— START Data to process —

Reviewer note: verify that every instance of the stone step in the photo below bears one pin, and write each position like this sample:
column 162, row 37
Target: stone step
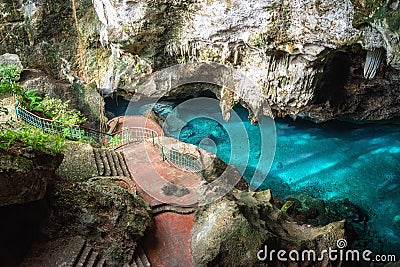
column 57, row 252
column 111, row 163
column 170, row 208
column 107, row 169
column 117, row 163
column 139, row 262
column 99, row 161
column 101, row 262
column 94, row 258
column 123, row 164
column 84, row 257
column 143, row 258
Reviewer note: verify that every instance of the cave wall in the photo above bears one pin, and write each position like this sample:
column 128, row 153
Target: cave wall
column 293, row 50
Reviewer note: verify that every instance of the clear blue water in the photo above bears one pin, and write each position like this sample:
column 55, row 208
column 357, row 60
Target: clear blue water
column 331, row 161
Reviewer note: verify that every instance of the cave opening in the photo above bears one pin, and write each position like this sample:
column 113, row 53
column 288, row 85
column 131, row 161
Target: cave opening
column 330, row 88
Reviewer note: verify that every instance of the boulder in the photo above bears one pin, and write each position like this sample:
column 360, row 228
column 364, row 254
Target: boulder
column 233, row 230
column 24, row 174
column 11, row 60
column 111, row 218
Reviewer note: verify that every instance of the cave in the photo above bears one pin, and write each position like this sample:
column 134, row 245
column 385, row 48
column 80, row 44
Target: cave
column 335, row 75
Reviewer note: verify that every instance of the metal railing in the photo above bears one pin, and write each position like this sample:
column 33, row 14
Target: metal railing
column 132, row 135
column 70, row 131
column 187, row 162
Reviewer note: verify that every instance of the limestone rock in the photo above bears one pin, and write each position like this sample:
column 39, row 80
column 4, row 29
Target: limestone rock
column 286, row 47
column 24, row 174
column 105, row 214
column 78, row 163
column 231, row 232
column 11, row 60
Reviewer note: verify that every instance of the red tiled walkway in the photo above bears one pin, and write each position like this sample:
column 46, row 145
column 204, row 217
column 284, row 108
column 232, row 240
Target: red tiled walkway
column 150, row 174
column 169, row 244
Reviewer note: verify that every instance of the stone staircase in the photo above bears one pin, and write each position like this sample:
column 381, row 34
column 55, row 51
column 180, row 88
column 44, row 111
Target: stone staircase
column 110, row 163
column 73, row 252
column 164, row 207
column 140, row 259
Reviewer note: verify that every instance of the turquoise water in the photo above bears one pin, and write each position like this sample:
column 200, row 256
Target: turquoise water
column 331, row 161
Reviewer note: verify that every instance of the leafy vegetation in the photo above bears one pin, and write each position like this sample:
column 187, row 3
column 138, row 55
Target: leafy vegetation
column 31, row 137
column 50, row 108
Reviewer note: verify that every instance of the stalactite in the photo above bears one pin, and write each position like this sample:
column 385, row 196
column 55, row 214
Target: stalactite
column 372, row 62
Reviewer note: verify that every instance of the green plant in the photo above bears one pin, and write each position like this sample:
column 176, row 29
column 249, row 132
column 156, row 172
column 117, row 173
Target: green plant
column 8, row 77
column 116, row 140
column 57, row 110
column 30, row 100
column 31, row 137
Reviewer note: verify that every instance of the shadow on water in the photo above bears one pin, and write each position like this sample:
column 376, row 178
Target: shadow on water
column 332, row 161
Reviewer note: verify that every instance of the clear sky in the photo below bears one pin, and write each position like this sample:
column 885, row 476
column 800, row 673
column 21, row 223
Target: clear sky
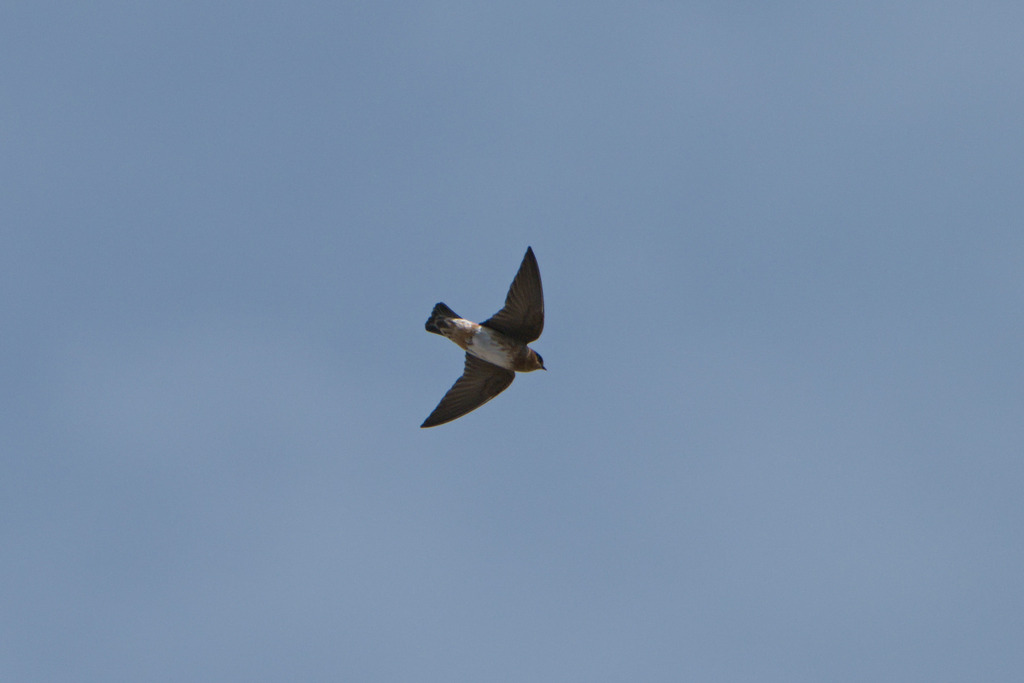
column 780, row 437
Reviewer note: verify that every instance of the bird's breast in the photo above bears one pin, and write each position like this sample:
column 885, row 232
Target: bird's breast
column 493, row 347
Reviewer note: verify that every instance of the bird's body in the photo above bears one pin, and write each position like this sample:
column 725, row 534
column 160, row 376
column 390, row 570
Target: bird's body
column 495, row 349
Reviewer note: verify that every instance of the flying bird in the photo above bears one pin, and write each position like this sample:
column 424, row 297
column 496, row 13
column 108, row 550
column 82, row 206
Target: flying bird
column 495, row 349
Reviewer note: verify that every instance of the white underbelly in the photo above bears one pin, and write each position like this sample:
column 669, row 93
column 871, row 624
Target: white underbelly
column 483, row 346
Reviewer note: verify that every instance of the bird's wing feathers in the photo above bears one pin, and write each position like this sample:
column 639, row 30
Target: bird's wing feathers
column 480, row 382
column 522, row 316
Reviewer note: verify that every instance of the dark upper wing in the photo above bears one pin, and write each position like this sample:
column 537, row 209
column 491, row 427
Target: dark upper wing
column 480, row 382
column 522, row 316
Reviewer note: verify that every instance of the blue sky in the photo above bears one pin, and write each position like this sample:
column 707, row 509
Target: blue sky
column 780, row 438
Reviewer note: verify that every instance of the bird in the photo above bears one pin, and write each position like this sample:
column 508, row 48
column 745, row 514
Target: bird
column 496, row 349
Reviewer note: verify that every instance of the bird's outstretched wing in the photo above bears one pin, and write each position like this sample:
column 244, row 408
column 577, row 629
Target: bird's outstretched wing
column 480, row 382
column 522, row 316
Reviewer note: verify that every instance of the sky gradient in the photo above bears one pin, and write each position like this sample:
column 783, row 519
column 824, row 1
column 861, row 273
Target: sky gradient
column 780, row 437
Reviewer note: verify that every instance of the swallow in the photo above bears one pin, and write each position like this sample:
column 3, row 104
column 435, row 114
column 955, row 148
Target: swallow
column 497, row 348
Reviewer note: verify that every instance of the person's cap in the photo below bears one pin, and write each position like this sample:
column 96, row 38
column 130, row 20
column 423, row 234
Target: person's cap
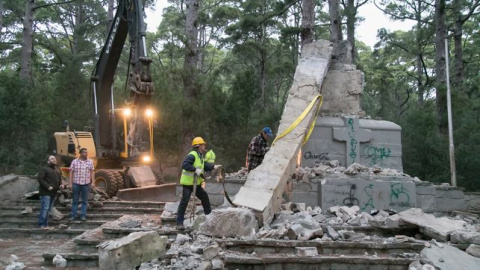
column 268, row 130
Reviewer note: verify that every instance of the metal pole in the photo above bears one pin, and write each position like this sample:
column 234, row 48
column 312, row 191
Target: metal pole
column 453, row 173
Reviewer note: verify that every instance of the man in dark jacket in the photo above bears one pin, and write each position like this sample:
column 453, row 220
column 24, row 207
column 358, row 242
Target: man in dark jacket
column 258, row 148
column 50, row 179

— END Data to process —

● Challenge: Please turn every line of the records into a Markdown table with the columns Number and Text, skipping blank lines. Leave the pictures out of the answer.

● Output for this task:
| Number | Text |
|---|---|
| 1 | Reviewer note: verify that every instance of the stone step in the photo below bears one pin, and write each position like this sample: |
| 2 | column 162, row 37 |
| 3 | Target: stone step |
| 4 | column 57, row 252 |
| 5 | column 111, row 163 |
| 6 | column 170, row 208 |
| 7 | column 107, row 169 |
| 8 | column 117, row 163 |
| 9 | column 139, row 262 |
| 10 | column 99, row 161 |
| 11 | column 101, row 262 |
| 12 | column 94, row 258 |
| 13 | column 123, row 164 |
| 14 | column 84, row 257 |
| 15 | column 143, row 258 |
| 16 | Reviewer note: verify that every instance of the cave wall in the photo above bears one pin, and write each position like this sample: |
| 17 | column 128, row 153 |
| 18 | Target: cave wall |
| 19 | column 293, row 50 |
| 20 | Reviewer note: verify that every instance of the clear blue water in the photo above bears one pin, and write each position like this sample: |
| 21 | column 55, row 208 |
| 22 | column 357, row 60 |
| 23 | Target: clear blue water |
| 24 | column 331, row 161 |
| 25 | Reviewer note: verify that every instance of the cave opening in the photo above bears one pin, and write each position like this sample: |
| 26 | column 113, row 53 |
| 27 | column 288, row 85 |
| 28 | column 131, row 161 |
| 29 | Target: cave opening |
| 30 | column 330, row 88 |
| 31 | Reviewer note: verify that every instance of the boulder in the photo above bears one pin, and write each position like this sample: |
| 32 | column 360, row 228 |
| 33 | column 364, row 254 |
| 34 | Target: boulder |
| 35 | column 233, row 230 |
| 36 | column 24, row 174 |
| 37 | column 11, row 60 |
| 38 | column 111, row 218 |
| 39 | Reviewer note: verify that every instance of the cave in the photo above bears one pin, and write each position like this sample: |
| 40 | column 134, row 245 |
| 41 | column 385, row 48 |
| 42 | column 80, row 44 |
| 43 | Target: cave |
| 44 | column 335, row 75 |
| 45 | Reviewer note: verify that every instance of the metal railing in the photo above bears one pin, and write each position like this sample: |
| 46 | column 33, row 14 |
| 47 | Target: metal railing |
| 48 | column 132, row 135 |
| 49 | column 70, row 131 |
| 50 | column 187, row 162 |
| 51 | Reviewer note: verify that every instance of the limestone rock in the photo above bears one pin, and write each position like this sample: |
| 52 | column 39, row 80 |
| 53 | column 4, row 29 |
| 54 | Target: limestone rock |
| 55 | column 286, row 47 |
| 56 | column 24, row 174 |
| 57 | column 105, row 214 |
| 58 | column 78, row 163 |
| 59 | column 231, row 232 |
| 60 | column 11, row 60 |
| 61 | Reviewer note: verify that every instance of the red tiled walkway in the photo above bears one pin, and write each position like this sample: |
| 62 | column 46, row 145 |
| 63 | column 204, row 217 |
| 64 | column 284, row 108 |
| 65 | column 232, row 240 |
| 66 | Target: red tiled walkway |
| 67 | column 150, row 174 |
| 68 | column 169, row 244 |
| 69 | Reviewer note: verify that every instance of the stone staircase in the photo above bears one pin, and write each position like this sample: |
| 70 | column 381, row 34 |
| 71 | column 55, row 51 |
| 72 | column 180, row 88 |
| 73 | column 44, row 111 |
| 74 | Target: stone staircase |
| 75 | column 110, row 163 |
| 76 | column 73, row 252 |
| 77 | column 164, row 207 |
| 78 | column 140, row 259 |
| 79 | Reviewer note: verify that every instance of the turquoise water in the photo above bears one pin, and write each position like this sample: |
| 80 | column 200, row 256 |
| 81 | Target: turquoise water |
| 82 | column 331, row 161 |
| 83 | Reviewer note: verify that every instance of the leafy vegetation in the photo above bears one pin, and write each position like this sample: |
| 84 | column 187, row 3 |
| 85 | column 138, row 55 |
| 86 | Target: leafy vegetation |
| 87 | column 31, row 137 |
| 88 | column 50, row 108 |
| 89 | Reviewer note: verify that every instance of the stalactite in the photo above bears one pin, and write each position like this sample: |
| 90 | column 385, row 196 |
| 91 | column 55, row 214 |
| 92 | Target: stalactite |
| 93 | column 372, row 62 |
| 94 | Reviewer note: verify that every instance of the green plant in the photo above bears one pin, and write each position like this sample: |
| 95 | column 176, row 29 |
| 96 | column 249, row 132 |
| 97 | column 156, row 172 |
| 98 | column 117, row 173 |
| 99 | Target: green plant |
| 100 | column 8, row 77 |
| 101 | column 116, row 140 |
| 102 | column 57, row 110 |
| 103 | column 30, row 100 |
| 104 | column 31, row 137 |
| 105 | Reviewer note: verify that every instance of the shadow on water in the photo above bears one pin, and write each position like this sample: |
| 106 | column 376, row 178 |
| 107 | Target: shadow on water |
| 108 | column 332, row 161 |
| 109 | Reviewer note: verify that every instance of the clear sky in the photo below bears one pin, and write each position like this sample: |
| 110 | column 885, row 476 |
| 111 | column 800, row 673 |
| 112 | column 21, row 223 |
| 113 | Target: clear sky |
| 114 | column 780, row 437 |
| 115 | Reviewer note: verify that every instance of the bird's breast in the photo above bears one pin, and write each position like this sample: |
| 116 | column 885, row 232 |
| 117 | Target: bird's breast |
| 118 | column 493, row 347 |
| 119 | Reviewer note: verify that every instance of the bird's body in the photo above bears one pin, and write each position like this sample: |
| 120 | column 725, row 534 |
| 121 | column 160, row 376 |
| 122 | column 390, row 570 |
| 123 | Target: bird's body |
| 124 | column 495, row 349 |
| 125 | Reviewer note: verify that every instance of the flying bird in the photo above bears one pin, and write each position like this sample: |
| 126 | column 424, row 297 |
| 127 | column 496, row 13 |
| 128 | column 108, row 550 |
| 129 | column 82, row 206 |
| 130 | Target: flying bird |
| 131 | column 495, row 349 |
| 132 | Reviewer note: verify that every instance of the white underbelly in the photo above bears one pin, and write each position like this sample: |
| 133 | column 669, row 93 |
| 134 | column 871, row 624 |
| 135 | Target: white underbelly |
| 136 | column 483, row 346 |
| 137 | Reviewer note: verify that every instance of the bird's wing feathers in the photo above bears one pin, and write each position like this sample: |
| 138 | column 639, row 30 |
| 139 | Target: bird's wing feathers |
| 140 | column 480, row 382 |
| 141 | column 522, row 316 |
| 142 | Reviewer note: verify that every instance of the dark upper wing in the photo above bears one pin, and write each position like this sample: |
| 143 | column 537, row 209 |
| 144 | column 491, row 427 |
| 145 | Target: dark upper wing |
| 146 | column 480, row 382 |
| 147 | column 522, row 316 |
| 148 | Reviewer note: verify that every instance of the blue sky in the photo above bears one pin, and write each position like this sample: |
| 149 | column 707, row 509 |
| 150 | Target: blue sky |
| 151 | column 780, row 438 |
| 152 | Reviewer note: verify that every instance of the bird in the photo above bears one pin, and write each position like this sample: |
| 153 | column 508, row 48 |
| 154 | column 745, row 514 |
| 155 | Target: bird |
| 156 | column 496, row 349 |
| 157 | Reviewer note: verify that every instance of the bird's outstretched wing in the photo above bears one pin, and write each position like this sample: |
| 158 | column 244, row 408 |
| 159 | column 577, row 629 |
| 160 | Target: bird's outstretched wing |
| 161 | column 480, row 382 |
| 162 | column 522, row 316 |
| 163 | Reviewer note: verify that every instance of the sky gradient in the photo above bears one pin, and write each position like this sample: |
| 164 | column 783, row 519 |
| 165 | column 824, row 1 |
| 166 | column 861, row 273 |
| 167 | Target: sky gradient |
| 168 | column 780, row 437 |
| 169 | Reviewer note: verify that every instance of the swallow in the photo above bears one pin, and write each position like this sample: |
| 170 | column 3, row 104 |
| 171 | column 435, row 114 |
| 172 | column 955, row 148 |
| 173 | Target: swallow |
| 174 | column 497, row 348 |
| 175 | Reviewer note: verify that every instance of the person's cap in the photo below bears one pin, and write each position like this sample: |
| 176 | column 96, row 38 |
| 177 | column 130, row 20 |
| 178 | column 423, row 234 |
| 179 | Target: person's cap |
| 180 | column 268, row 130 |
| 181 | Reviewer note: verify that every instance of the metal pole in the photo above bears one pin, and write each position like this sample: |
| 182 | column 234, row 48 |
| 183 | column 312, row 191 |
| 184 | Target: metal pole |
| 185 | column 453, row 173 |
| 186 | Reviewer note: verify that every instance of the man in dark jacket in the photo above bears one pin, and write each position like this sample: |
| 187 | column 453, row 220 |
| 188 | column 24, row 207 |
| 189 | column 358, row 242 |
| 190 | Target: man in dark jacket |
| 191 | column 258, row 148 |
| 192 | column 50, row 179 |